**Task objective**: Look below for the line that contains "TARGET = blue pool water", then copy it and each following line to the end of the records, minus any pictures.

**Point labeling examples**:
====
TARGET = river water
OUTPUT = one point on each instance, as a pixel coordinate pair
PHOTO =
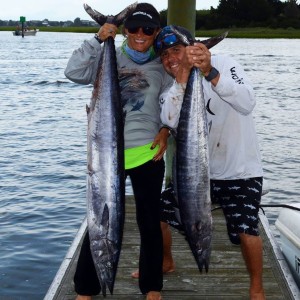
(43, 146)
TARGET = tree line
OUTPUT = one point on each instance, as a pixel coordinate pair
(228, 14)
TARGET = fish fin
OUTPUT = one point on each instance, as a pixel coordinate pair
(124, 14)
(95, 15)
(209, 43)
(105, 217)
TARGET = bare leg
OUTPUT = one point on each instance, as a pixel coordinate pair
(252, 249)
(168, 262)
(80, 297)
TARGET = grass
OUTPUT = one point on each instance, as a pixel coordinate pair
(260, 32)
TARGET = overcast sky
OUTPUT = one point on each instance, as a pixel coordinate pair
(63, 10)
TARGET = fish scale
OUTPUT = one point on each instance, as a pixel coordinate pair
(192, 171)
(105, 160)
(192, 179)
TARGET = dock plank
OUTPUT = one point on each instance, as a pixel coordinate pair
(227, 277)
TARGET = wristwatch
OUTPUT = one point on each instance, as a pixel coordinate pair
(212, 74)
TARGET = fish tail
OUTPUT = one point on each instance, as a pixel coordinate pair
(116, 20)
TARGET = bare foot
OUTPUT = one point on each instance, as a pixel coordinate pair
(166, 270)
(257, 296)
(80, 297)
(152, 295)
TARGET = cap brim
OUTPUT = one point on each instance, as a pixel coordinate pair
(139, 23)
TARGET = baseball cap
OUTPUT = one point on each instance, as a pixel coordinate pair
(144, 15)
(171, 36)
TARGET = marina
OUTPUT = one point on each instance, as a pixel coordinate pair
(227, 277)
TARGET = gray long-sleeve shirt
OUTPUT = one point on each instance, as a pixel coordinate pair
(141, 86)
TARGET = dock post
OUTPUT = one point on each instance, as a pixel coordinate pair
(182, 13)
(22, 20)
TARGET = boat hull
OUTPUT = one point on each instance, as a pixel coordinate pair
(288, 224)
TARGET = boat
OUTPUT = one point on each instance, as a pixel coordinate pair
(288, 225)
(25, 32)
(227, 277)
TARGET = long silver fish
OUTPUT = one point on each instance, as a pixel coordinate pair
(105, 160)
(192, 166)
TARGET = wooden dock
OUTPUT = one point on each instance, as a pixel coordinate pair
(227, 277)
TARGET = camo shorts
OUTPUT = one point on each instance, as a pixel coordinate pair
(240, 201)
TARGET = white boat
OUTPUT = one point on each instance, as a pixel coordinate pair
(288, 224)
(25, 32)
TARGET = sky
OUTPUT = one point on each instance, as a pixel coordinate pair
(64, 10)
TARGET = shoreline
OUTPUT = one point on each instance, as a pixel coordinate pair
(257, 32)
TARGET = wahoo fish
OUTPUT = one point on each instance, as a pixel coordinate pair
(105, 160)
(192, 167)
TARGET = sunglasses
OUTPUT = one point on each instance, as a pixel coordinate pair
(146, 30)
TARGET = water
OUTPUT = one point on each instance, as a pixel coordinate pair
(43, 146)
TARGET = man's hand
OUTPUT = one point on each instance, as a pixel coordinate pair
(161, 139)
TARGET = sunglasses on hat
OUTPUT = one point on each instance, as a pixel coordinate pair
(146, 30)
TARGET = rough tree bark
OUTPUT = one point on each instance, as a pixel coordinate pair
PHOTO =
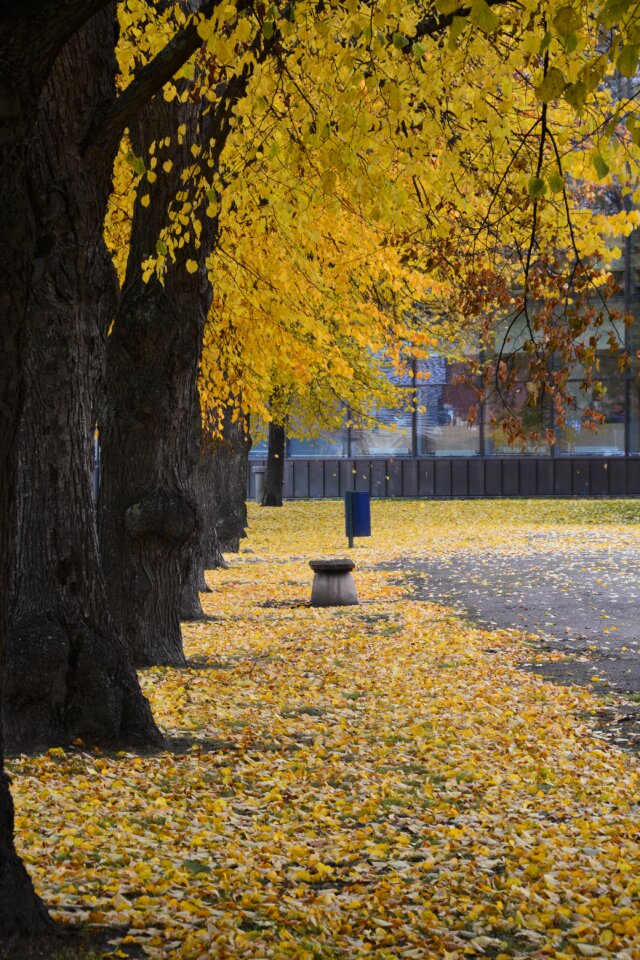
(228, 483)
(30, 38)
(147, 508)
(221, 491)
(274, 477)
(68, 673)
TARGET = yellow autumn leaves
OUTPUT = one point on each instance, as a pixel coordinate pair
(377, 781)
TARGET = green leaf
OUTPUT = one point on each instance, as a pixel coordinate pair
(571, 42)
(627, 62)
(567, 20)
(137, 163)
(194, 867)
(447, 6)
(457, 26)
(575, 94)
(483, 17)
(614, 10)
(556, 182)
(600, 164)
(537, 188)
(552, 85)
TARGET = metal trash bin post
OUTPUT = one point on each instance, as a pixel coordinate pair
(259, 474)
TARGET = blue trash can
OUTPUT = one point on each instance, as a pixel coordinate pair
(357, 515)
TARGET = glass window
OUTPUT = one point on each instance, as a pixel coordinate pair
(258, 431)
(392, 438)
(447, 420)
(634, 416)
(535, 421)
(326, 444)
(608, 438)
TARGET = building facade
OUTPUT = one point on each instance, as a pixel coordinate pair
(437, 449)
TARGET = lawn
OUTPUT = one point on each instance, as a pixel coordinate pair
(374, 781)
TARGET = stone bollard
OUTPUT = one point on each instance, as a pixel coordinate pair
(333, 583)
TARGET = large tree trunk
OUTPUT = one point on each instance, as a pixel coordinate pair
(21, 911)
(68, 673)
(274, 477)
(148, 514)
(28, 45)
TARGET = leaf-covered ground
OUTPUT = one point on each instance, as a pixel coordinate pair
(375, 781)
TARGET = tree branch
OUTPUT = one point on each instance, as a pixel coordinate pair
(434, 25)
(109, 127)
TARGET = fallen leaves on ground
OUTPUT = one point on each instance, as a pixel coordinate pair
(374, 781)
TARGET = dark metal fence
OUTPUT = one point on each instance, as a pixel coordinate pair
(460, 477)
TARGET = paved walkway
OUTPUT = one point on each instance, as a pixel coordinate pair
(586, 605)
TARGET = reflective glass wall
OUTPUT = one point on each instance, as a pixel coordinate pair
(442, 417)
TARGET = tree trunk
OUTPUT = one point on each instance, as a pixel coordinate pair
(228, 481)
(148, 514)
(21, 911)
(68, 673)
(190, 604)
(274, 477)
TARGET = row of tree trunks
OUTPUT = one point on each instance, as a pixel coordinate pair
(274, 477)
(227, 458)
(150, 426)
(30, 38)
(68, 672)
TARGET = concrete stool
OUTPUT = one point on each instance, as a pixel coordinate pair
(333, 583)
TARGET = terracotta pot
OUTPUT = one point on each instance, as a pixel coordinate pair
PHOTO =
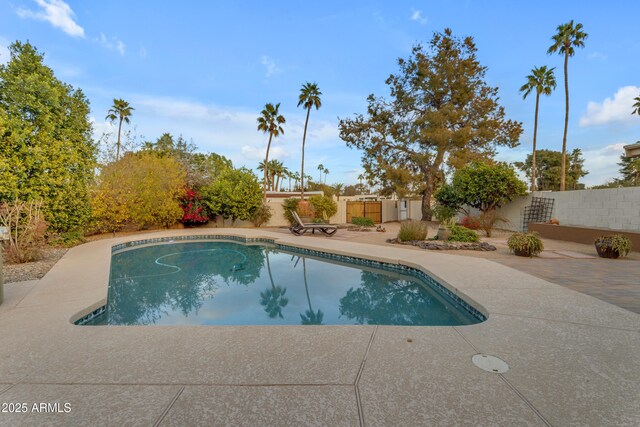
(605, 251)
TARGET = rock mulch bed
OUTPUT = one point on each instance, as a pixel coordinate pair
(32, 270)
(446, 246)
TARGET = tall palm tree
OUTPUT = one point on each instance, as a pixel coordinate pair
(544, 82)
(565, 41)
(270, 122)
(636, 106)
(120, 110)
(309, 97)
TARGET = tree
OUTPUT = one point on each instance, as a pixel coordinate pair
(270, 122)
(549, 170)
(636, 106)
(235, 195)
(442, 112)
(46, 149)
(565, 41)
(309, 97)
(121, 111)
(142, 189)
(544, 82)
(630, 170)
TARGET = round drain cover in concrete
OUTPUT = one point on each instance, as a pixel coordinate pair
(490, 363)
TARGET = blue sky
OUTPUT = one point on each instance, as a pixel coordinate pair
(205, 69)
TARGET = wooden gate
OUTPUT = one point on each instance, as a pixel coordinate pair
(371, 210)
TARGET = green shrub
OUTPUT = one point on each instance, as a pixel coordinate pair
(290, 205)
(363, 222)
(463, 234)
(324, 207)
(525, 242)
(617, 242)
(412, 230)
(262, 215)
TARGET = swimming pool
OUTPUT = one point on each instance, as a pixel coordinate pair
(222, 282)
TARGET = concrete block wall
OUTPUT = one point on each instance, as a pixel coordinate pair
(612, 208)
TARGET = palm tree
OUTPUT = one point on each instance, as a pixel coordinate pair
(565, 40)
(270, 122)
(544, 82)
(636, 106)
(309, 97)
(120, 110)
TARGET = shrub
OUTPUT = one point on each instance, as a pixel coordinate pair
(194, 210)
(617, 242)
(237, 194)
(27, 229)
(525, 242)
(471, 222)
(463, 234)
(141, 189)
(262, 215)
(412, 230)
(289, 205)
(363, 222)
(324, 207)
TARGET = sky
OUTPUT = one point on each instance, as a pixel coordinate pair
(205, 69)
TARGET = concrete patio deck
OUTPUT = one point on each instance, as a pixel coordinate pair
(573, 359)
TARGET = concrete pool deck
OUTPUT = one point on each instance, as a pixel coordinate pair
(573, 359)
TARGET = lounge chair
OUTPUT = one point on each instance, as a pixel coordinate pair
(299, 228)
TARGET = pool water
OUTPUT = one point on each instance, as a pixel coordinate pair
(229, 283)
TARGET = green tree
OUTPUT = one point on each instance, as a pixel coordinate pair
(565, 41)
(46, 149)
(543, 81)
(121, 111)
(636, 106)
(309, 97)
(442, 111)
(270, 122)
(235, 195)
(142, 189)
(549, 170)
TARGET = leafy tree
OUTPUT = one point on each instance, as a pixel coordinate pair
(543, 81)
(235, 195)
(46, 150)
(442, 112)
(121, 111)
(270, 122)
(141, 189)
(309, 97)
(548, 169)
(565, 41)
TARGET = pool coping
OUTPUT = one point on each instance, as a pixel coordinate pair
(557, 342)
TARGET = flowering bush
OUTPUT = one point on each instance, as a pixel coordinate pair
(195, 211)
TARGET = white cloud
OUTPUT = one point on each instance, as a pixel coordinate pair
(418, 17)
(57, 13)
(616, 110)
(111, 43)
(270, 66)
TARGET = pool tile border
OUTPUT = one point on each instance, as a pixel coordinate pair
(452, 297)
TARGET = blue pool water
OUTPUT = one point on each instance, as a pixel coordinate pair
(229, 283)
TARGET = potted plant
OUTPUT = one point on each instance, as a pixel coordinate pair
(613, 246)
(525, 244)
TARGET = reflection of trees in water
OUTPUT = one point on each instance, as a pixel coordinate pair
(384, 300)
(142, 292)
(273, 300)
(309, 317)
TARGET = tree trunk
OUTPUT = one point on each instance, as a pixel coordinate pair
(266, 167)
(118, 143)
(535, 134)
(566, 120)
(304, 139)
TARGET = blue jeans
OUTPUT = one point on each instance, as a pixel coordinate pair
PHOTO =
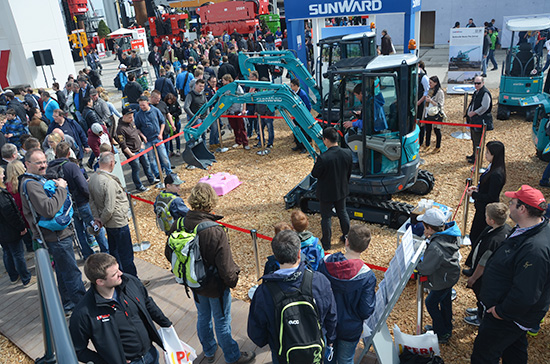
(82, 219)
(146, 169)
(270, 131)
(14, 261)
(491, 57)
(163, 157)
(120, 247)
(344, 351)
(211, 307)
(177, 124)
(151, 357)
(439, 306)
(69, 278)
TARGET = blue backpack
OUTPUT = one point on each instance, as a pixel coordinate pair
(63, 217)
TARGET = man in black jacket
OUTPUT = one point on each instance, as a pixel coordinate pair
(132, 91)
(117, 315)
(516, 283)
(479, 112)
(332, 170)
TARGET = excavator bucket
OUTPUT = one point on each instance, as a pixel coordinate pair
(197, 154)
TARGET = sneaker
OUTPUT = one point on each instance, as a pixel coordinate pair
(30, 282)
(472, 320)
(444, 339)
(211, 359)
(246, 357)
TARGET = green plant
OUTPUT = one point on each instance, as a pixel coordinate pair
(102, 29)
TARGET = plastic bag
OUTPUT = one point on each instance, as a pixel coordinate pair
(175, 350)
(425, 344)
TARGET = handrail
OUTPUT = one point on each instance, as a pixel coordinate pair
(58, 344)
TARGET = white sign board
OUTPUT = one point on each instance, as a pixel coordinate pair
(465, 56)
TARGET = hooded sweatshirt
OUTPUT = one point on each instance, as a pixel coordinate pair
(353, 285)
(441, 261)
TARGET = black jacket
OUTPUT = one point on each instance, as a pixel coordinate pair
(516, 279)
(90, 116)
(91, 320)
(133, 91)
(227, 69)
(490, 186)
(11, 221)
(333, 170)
====
**Final result**:
TARGET = blue pool water
OUTPUT = one point on each instance, as a pixel coordinate pair
(229, 283)
TARGET = potted plant
OUTPUT = one point on each instance, as a pixel coordinate pair
(613, 246)
(525, 244)
TARGET = reflection of trees in water
OUTPUT = one point on each instance, as a pixel coordinate pair
(384, 300)
(142, 292)
(273, 300)
(309, 317)
TARGET = tree trunk
OUTPUT = one point on each instance, as a pixel coordinate pair
(266, 167)
(118, 143)
(535, 134)
(566, 120)
(304, 139)
TARGET = blue jeans
OUTPUT = one point on each instance, as a pixel coordinate pair
PHOTO =
(82, 219)
(146, 169)
(270, 131)
(14, 261)
(491, 57)
(163, 157)
(120, 247)
(344, 351)
(211, 307)
(177, 124)
(151, 357)
(439, 306)
(69, 278)
TARGET = blue backpack
OUTPUT = one point on each instance, as a pixel coordinate pair
(63, 217)
TARGET = man in black jacket
OUTPUT = one point on each instance, as a pixel coordinate pair
(132, 91)
(117, 315)
(516, 283)
(479, 112)
(332, 170)
TARGET = excavator bucket
OUTPUT = one point on each instance, as a pixel coordinate pair
(197, 154)
TARGET = sneaker
OUTPUT = one point on each instance, as a pixel coordinate pair
(30, 282)
(472, 320)
(444, 339)
(211, 359)
(246, 357)
TARGET = green plant
OUTPUT = one point on each instance, as a pixel coordinate pair
(102, 29)
TARGET = plastic bag
OUTPUT = one point on each instance, as a pixel coordinate pair
(175, 350)
(425, 344)
TARGET = handrail
OUTPUT = one point on each instance, as a pixel coordinate pair
(58, 344)
TARGET = white sign board
OUTPUT = one point on each instance, as a pixel coordinate pair
(465, 56)
TARGET = hooded sweatshirt
OUTPUT = one point on each instance, as a pixel coordinate pair
(353, 285)
(441, 261)
TARGET = black jacket
OUTPUT = one point on each instance, as a pixel coordinate pair
(516, 279)
(90, 116)
(91, 320)
(133, 91)
(227, 69)
(490, 186)
(11, 221)
(333, 170)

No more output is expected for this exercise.